═════ Task material ═════

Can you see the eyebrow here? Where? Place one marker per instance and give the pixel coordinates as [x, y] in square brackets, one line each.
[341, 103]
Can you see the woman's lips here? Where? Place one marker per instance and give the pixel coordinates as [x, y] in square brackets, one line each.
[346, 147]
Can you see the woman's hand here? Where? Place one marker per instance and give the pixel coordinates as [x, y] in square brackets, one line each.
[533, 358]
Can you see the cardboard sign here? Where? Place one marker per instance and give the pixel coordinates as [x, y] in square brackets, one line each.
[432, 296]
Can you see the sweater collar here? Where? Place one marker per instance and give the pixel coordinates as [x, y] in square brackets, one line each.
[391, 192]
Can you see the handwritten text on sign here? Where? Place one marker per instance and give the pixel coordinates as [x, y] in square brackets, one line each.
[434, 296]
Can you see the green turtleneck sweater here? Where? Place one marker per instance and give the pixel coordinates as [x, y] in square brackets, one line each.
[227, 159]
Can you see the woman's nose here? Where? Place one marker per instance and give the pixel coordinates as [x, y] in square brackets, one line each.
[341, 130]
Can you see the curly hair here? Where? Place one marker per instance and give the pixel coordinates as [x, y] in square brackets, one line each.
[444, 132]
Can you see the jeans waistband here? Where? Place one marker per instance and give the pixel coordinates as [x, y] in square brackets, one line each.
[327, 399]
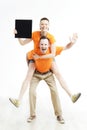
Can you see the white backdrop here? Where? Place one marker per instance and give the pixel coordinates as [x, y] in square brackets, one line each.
[66, 17]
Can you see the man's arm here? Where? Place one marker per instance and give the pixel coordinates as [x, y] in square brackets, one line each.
[21, 41]
[72, 41]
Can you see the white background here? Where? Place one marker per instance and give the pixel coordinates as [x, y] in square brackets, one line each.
[66, 17]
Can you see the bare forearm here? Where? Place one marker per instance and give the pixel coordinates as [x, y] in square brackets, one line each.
[47, 56]
[23, 42]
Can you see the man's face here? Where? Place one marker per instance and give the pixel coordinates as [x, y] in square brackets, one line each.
[44, 45]
[44, 25]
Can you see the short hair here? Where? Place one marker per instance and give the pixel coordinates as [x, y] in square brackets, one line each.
[44, 37]
[44, 18]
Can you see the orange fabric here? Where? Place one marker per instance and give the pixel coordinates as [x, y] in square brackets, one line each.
[44, 65]
[36, 38]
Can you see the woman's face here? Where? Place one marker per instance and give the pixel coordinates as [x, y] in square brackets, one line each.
[44, 45]
[44, 25]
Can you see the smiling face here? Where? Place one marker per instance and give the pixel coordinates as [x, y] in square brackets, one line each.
[44, 25]
[44, 45]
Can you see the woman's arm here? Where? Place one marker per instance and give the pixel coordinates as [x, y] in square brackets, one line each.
[50, 55]
[72, 41]
[21, 41]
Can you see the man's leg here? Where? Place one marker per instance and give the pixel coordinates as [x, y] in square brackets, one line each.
[55, 98]
[32, 97]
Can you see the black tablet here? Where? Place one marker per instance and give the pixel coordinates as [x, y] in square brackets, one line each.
[24, 28]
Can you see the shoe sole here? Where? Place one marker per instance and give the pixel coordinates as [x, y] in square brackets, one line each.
[13, 103]
[77, 98]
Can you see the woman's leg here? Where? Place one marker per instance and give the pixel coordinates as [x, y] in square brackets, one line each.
[60, 78]
[26, 82]
[63, 84]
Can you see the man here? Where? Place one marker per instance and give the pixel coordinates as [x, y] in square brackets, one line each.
[44, 28]
[43, 72]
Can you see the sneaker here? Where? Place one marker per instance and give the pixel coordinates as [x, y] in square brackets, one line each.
[15, 102]
[75, 97]
[60, 119]
[31, 118]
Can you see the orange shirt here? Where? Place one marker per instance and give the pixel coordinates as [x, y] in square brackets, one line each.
[36, 38]
[44, 65]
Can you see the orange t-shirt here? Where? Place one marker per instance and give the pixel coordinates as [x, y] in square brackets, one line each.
[44, 65]
[36, 39]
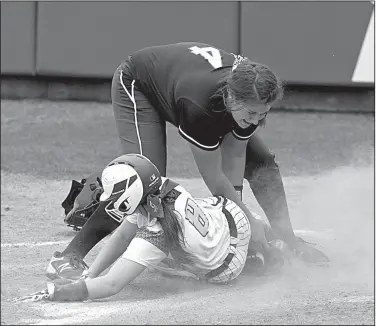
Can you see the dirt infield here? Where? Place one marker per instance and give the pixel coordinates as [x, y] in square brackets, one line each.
[331, 198]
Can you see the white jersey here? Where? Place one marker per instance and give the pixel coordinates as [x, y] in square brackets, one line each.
[205, 227]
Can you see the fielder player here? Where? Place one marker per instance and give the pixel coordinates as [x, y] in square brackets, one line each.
[208, 237]
[217, 100]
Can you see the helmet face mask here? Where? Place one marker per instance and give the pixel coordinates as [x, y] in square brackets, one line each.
[85, 196]
[126, 183]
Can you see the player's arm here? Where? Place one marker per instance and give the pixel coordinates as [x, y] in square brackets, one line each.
[140, 254]
[209, 164]
[233, 158]
[115, 246]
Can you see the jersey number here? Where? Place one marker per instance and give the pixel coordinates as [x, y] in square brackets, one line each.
[196, 217]
[209, 53]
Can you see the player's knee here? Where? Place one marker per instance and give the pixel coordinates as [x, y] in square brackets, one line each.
[259, 162]
[111, 286]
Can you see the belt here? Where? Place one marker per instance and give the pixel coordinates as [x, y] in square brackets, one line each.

═════

What you are asked to do - Could you reproduce every record above exactly, leaving out the pictures?

Result of the task -
Can you see the eyebrow here? Where? Place one marker per instance and give the pixel coordinates as [x, y] in square brackets, one line each.
[341, 103]
Can you see the woman's lips here? Where? Place one marker per instance and give the pixel coordinates as [x, y] in square brackets, one line each.
[346, 147]
Can you see the woman's hand here? Where? Place one marker per instance and give the pixel coordinates as [x, y] in square brackets, one line each.
[533, 358]
Can you see the cardboard sign here? Where? Place one marker per instance and give the pixel coordinates as [x, y] in square brackets, one line each.
[432, 296]
Can you see the sweater collar here? Where? Place one marker per instance and give the pixel coordinates as [x, y] in square brackets, one line each.
[391, 192]
Can you see the handwritten text on sign here? Where? Place one marker per instance and give the pixel coordinates as [x, y] in square brackets, one line each.
[434, 296]
Can you see the green turtleneck sweater here? Where? Place one marker per instance and give the pixel coordinates as [x, y] in square brackets, one line each.
[227, 159]
Can you see the woman's nose here? Where? Place one marker per instance and give the pixel coordinates as [x, y] in square brackets, one line each.
[341, 130]
Can you see the curly hair here? Where? Place one marker per instance and give the pixel coordinates as [x, y] in square brackets, one line each.
[444, 132]
Can you see the jeans waistband here? Where? Place one marker per instance and give the pixel coordinates as [x, y] in square brackets, one line each.
[327, 399]
Can you see the white backdrop here? Where? Place one marker per instance and give the pixel coordinates as [x, y] in square brackets, one line each.
[66, 17]
Can you see the man's arm here? Where? Place one marker per instance and give the pixel coordinates as [x, y] in square brackets, one line each.
[21, 41]
[72, 41]
Can you see the white background here? Where? Place one marker per instance and give the pixel coordinates as [x, y] in square brackets, one line each.
[66, 17]
Can you see the bare forearm here? Where? Place one marker per instance and give the pixel coordinates as [x, y] in square brackets, one line each.
[47, 56]
[23, 42]
Can you see the man's face here? Where? Place one marker per instance and give the pixel coordinates as [x, y] in square brackets, one line each.
[44, 45]
[44, 25]
Can you see the short hair here? Where? Place one marker per instance and give the pixel coordinates as [x, y] in square brackets, one line each.
[44, 37]
[44, 18]
Can you see the orange fabric here? Where? Place one marker per instance and give the pixel coordinates as [x, y] in square brackets, one line each.
[44, 65]
[36, 38]
Can you see the woman's face here? Where? Place one marker per instance and give the pixel coordinates as [x, y] in square brackets, one line each.
[44, 45]
[44, 25]
Can you see the smiling face here? Where? Place one marker per instance and give the pixel coordinates as [x, y] in square brackets, one line each.
[44, 25]
[44, 45]
Can you see the woman's arm here? Where? Place one marker per instance and give the pixel coordinates as [x, y] in square brackets, one line each.
[50, 55]
[72, 41]
[21, 41]
Can you see the man's leg here? Where? Place one marker per instance and give the pixel coordinates as [x, y] in square brackets, one line each.
[55, 98]
[32, 97]
Can you see the black tablet here? Where? Place one marker per instance and give the pixel coordinates as [x, y] in square brackets, one line each.
[24, 28]
Can you see the shoe sole here? Where? Place one marker per instance and give the pixel coordinates as [x, y] in square brackets, one line each.
[13, 103]
[77, 98]
Can you see the woman's leg here? Where? Place one marker per instance and give the pixel coordinates as [x, y] in square brackets, one line each.
[60, 78]
[26, 82]
[63, 84]
Can you see the man here? Where? Place one marker per instance and give the pixel coordinates as [x, y] in square brackets, one line each.
[44, 28]
[43, 72]
Can you see the sneaker here? Where? Place one marker per instance and give the pixel coordinates as [x, y] in square brackets, one line each.
[15, 102]
[75, 97]
[60, 119]
[31, 118]
Can you see the orange shirt here? Where? Place one marker per instance and give the pixel coordinates as [x, y] in square brackets, one line each.
[36, 38]
[44, 65]
Can you see the orange t-shirt here? Where? Place one marker per instance and give the pixel coordinates as [x, y] in square brackets, one line each.
[44, 65]
[36, 39]
Can you see the dirt infield here? Where? Place one marker per instance and give the pixel coordinates as [x, y] in square brackets, one line each.
[331, 198]
Can you see the white jersey here? Where? Place one marker per instance and give the pixel coordinates as [x, y] in square brackets, one line each.
[205, 227]
Can you see the fielder player here? Where? Place one marker per instance and give the pixel coordinates as [x, y] in square brackets, one line each.
[208, 237]
[217, 100]
Can you see the helmet face mask here? Where? Place one marker per instance and give the pixel coordinates as [x, y] in square brackets, one line each.
[85, 196]
[126, 183]
Can you see the player's arm here? Where? Place one marker per instance and give the pixel coordinates as [x, y] in square brackets, one line each.
[140, 254]
[209, 164]
[233, 158]
[115, 246]
Can you see the jersey number here? Where? Place one marker per instance and give the pixel coordinates as [x, y] in square brackets, one line each.
[196, 217]
[209, 53]
Can you see the player's knee here? Where? Place one marker per instance and give the pixel coordinates as [x, y] in square brackets, one line each.
[259, 162]
[111, 286]
Can you see the belt here? Where? Place one marker per instance and give the pixel coordinates as [x, y] in square brackets, one line each.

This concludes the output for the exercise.